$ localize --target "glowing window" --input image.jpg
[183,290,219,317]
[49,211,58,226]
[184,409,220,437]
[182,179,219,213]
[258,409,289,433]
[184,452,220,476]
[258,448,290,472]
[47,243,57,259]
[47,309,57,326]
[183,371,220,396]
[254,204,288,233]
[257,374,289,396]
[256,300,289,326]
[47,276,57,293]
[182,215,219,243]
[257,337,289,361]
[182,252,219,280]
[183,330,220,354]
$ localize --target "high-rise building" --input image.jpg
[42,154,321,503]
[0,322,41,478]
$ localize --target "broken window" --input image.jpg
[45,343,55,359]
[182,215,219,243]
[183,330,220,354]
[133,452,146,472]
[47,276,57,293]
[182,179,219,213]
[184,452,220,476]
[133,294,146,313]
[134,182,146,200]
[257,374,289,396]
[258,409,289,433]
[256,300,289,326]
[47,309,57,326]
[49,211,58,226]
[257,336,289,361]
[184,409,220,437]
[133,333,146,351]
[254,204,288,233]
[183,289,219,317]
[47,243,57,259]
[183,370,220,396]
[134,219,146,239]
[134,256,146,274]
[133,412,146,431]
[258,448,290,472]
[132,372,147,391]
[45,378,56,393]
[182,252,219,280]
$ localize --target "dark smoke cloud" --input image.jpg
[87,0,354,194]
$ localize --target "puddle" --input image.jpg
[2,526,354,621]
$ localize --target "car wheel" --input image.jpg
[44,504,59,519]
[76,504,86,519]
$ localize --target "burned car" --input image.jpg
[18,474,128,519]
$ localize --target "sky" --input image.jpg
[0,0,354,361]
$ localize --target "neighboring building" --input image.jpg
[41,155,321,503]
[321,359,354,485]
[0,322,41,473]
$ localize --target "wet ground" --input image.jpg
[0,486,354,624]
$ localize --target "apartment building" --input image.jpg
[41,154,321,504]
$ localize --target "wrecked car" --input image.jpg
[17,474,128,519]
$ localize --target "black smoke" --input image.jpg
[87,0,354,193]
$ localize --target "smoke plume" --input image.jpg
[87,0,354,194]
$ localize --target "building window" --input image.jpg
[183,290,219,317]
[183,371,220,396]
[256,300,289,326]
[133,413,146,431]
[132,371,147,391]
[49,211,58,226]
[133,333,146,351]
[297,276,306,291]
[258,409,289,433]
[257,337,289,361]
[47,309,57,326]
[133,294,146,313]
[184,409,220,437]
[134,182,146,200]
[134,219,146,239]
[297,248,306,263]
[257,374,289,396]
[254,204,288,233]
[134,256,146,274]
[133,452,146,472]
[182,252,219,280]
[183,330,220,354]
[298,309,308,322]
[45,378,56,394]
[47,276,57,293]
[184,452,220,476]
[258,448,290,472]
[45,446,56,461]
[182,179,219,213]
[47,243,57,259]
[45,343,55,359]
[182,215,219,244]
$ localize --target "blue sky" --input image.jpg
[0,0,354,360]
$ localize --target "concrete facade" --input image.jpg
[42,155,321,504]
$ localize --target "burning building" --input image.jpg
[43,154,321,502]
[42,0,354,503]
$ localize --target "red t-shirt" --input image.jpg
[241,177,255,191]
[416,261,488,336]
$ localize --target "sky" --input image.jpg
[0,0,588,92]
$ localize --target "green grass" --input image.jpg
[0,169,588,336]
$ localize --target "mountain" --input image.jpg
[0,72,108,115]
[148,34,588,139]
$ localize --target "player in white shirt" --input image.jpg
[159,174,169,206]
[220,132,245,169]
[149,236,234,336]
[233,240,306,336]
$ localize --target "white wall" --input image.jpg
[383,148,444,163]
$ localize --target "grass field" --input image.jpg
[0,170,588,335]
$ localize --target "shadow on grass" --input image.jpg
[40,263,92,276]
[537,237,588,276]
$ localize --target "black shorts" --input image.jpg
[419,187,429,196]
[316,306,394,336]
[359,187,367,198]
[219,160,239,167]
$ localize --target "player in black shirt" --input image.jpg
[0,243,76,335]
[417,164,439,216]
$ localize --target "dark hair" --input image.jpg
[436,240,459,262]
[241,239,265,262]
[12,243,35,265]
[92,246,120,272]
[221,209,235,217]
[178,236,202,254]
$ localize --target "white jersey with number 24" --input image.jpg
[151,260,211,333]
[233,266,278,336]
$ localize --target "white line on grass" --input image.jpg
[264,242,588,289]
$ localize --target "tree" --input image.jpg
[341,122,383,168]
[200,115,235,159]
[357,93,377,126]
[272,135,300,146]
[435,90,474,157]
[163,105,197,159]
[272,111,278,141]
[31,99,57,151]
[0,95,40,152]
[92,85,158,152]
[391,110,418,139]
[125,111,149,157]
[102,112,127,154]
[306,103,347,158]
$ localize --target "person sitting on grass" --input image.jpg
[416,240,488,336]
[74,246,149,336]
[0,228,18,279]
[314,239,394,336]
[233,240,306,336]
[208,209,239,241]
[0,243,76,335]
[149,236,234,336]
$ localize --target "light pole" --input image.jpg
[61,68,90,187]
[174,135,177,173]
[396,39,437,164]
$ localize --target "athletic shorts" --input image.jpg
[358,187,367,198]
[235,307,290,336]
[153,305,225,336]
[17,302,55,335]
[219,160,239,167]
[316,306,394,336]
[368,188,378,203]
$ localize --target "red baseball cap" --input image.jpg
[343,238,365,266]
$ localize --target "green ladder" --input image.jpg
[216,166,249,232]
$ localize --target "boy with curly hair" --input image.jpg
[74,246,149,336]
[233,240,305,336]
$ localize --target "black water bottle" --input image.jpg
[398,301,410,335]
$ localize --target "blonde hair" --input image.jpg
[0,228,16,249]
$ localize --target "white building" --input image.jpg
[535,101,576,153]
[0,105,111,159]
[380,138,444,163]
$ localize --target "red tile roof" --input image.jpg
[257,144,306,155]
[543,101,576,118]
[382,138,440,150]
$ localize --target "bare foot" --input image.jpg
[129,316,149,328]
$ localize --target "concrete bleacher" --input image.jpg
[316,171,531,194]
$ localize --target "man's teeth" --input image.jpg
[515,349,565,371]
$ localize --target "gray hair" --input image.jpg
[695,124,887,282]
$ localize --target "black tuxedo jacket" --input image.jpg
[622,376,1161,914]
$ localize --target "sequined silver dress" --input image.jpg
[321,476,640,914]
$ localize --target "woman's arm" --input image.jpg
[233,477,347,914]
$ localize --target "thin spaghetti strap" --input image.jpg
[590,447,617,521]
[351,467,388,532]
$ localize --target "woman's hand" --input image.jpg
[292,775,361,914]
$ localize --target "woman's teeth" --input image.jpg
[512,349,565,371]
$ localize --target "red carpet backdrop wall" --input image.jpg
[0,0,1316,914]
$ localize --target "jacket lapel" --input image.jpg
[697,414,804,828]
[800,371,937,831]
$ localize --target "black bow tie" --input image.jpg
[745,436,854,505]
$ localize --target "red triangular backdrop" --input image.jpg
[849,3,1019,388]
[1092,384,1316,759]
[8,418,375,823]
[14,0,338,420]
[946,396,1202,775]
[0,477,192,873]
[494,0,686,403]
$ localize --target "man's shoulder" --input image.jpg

—————

YOUR OBJECTIVE >>
Rewrite all of the records above, substituting "detect" for every occurrence of "localize" and leaving everything else unchanged.

ANSWER TO THE PROBLEM >>
$ detect --target "glowing window" --input image.jpg
[183,290,219,317]
[49,211,58,226]
[184,409,220,437]
[182,179,219,213]
[258,409,289,433]
[184,452,220,476]
[258,448,290,472]
[47,243,57,259]
[47,309,57,326]
[183,371,220,396]
[254,204,288,233]
[257,374,289,396]
[256,300,289,326]
[47,276,57,293]
[182,215,219,243]
[257,337,289,361]
[182,252,219,280]
[183,330,220,354]
$ detect --target "high-rise building" --input image.jpg
[42,154,321,503]
[0,322,41,478]
$ detect --target "broken window" --input image.jpg
[45,343,55,359]
[182,215,219,243]
[183,330,220,354]
[133,452,146,472]
[47,276,57,293]
[182,179,219,213]
[184,452,220,476]
[133,294,146,313]
[134,182,146,200]
[257,374,289,396]
[258,409,289,433]
[256,300,289,326]
[47,309,57,326]
[49,211,58,226]
[257,336,289,361]
[184,409,220,437]
[133,333,146,351]
[254,204,288,233]
[183,289,219,317]
[47,243,57,259]
[183,370,220,396]
[134,219,146,239]
[134,256,146,274]
[133,412,146,431]
[258,448,290,472]
[132,372,147,391]
[45,378,56,393]
[182,252,219,280]
$ detect --target "dark smoke cloud" --input image.jpg
[87,0,354,194]
$ detect --target "puddle" --input image.jpg
[2,526,354,621]
$ detect --target "car wheel" --input image.jpg
[44,504,59,519]
[76,504,86,519]
$ detect --target "burned car" --input image.jpg
[18,474,128,519]
$ detect --target "sky" --input image.jpg
[0,0,354,361]
$ detect --target "neighboring building" --input image.jpg
[41,155,321,503]
[321,359,354,485]
[0,322,41,473]
$ detect --target "wet ground" --input image.jpg
[0,486,354,624]
$ detect --target "apartment building" --input image.jpg
[41,154,321,504]
$ detect --target "wrecked car" --input image.jpg
[17,474,128,519]
$ detect --target "black smoke" --input image.jpg
[87,0,354,193]
$ detect --target "smoke plume" --input image.jpg
[87,0,354,194]
$ detect --target "building window" --input image.jpg
[183,290,219,317]
[183,371,220,396]
[256,300,289,326]
[133,413,146,431]
[132,371,147,391]
[49,211,58,226]
[133,333,146,351]
[297,276,306,291]
[258,409,289,433]
[257,337,289,361]
[47,309,57,326]
[133,294,146,313]
[184,409,220,437]
[134,182,146,200]
[134,219,146,239]
[297,248,306,263]
[257,374,289,396]
[254,204,288,233]
[134,256,146,274]
[133,452,146,472]
[182,252,219,280]
[183,330,220,354]
[298,309,308,322]
[45,378,56,394]
[47,276,57,293]
[184,452,220,476]
[258,448,290,472]
[45,446,56,461]
[182,179,219,213]
[47,243,57,259]
[45,343,55,359]
[182,215,219,244]
$ detect --target "blue sky" --input image.jpg
[0,0,354,360]
$ detect --target "concrete facade" --input image.jpg
[42,155,321,504]
$ detect --target "burning building" --input image.jpg
[43,154,321,502]
[42,0,354,503]
$ detect --target "red t-shirt" --input image.jpg
[241,177,255,191]
[416,261,488,336]
$ detect --target "sky" --input image.jpg
[0,0,588,92]
$ detect --target "green grass" --input image.jpg
[0,169,588,336]
$ detect --target "mountain" --input image.jpg
[0,72,108,115]
[148,34,588,139]
$ detect --target "player in white shirt" --input image.jpg
[159,174,169,206]
[220,132,245,169]
[149,236,234,336]
[233,240,306,336]
$ detect --target "white wall" --input image.jpg
[383,148,444,163]
$ detect --target "grass field" --input image.jpg
[0,170,588,335]
$ detect --target "shadow on grass" --input image.jpg
[40,263,92,276]
[537,237,588,276]
$ detect --target "black shorts" --input image.jpg
[419,187,429,196]
[316,306,394,336]
[359,187,367,198]
[219,160,239,167]
$ detect --target "player in black shirt" --input image.jpg
[0,243,76,335]
[417,164,439,216]
$ detect --target "dark hair" --input image.jpg
[436,240,459,262]
[241,239,265,262]
[12,243,35,265]
[92,246,120,272]
[221,209,235,217]
[178,236,202,254]
$ detect --target "white jersey with number 24" --input image.jpg
[151,260,211,333]
[233,266,278,336]
$ detect --target "white line on grass" --input image.jpg
[264,242,588,289]
$ detect --target "tree" --input image.jpg
[341,122,383,168]
[200,115,235,159]
[357,93,377,126]
[272,135,300,146]
[435,90,474,157]
[163,105,197,159]
[272,111,278,141]
[31,99,57,151]
[0,95,40,152]
[92,85,158,152]
[391,110,418,139]
[125,111,149,157]
[102,112,127,154]
[306,103,347,158]
$ detect --target "person sitting on grass" --input image.jpg
[416,240,488,336]
[74,246,149,336]
[0,228,18,279]
[314,239,394,336]
[233,240,306,336]
[208,209,239,241]
[0,243,76,335]
[149,236,234,336]
$ detect --target "light pole" --input image.jpg
[61,68,90,187]
[174,135,177,173]
[396,39,437,164]
$ detect --target "athletic shorts" --input image.jpg
[358,187,367,198]
[235,307,290,336]
[153,305,225,336]
[17,302,55,335]
[219,160,239,167]
[316,306,394,336]
[368,188,378,203]
$ detect --target "red baseball cap" --input image.jpg
[343,238,365,266]
$ detect --target "green ladder" --input image.jpg
[216,166,249,232]
$ detect --target "boy with curly hair" --input image.jpg
[74,246,149,336]
[233,240,305,336]
$ detect --target "black water bottle" --input image.jpg
[398,301,410,335]
$ detect --target "blonde hair" --input image.jpg
[0,228,16,249]
$ detect --target "white building" --input image.jpg
[535,101,576,153]
[0,105,111,159]
[380,138,444,163]
$ detect --target "red tile roof" --input image.jpg
[257,144,306,155]
[543,101,576,118]
[382,138,440,150]
$ detect --target "bare foot" --input image.jpg
[129,316,149,328]
$ detect --target "concrete bleacher" --input image.jpg
[316,171,531,194]
$ detect --target "man's teeth" --input image.jpg
[515,349,565,371]
$ detect --target "gray hair" --input image.jpg
[695,124,887,282]
$ detect --target "black tuxedo jacket" --input image.jpg
[622,376,1161,914]
$ detect --target "sequined silver dress" --input image.jpg
[321,476,640,914]
$ detect --target "woman's arm" --input image.jpg
[233,477,347,914]
$ detect --target "thin spaghetti strap" --input image.jpg
[590,447,617,521]
[351,467,388,532]
$ detect --target "woman's hand" --input image.jpg
[292,775,361,914]
$ detect --target "woman's teeth" --input image.jpg
[512,349,565,371]
$ detect --target "red carpet backdrop wall" --input image.jpg
[0,0,1316,914]
$ detect --target "jacket lapel" --input image.jpg
[697,414,804,828]
[800,371,937,831]
$ detect --target "black bow tie" --input image.jpg
[745,436,854,505]
$ detect --target "red triangular backdrop" --input image.jpg
[849,3,1019,388]
[1092,384,1316,759]
[8,418,375,823]
[14,0,338,420]
[946,396,1202,775]
[0,477,192,873]
[494,0,686,403]
$ detect --target "man's shoulder" --input image.jpg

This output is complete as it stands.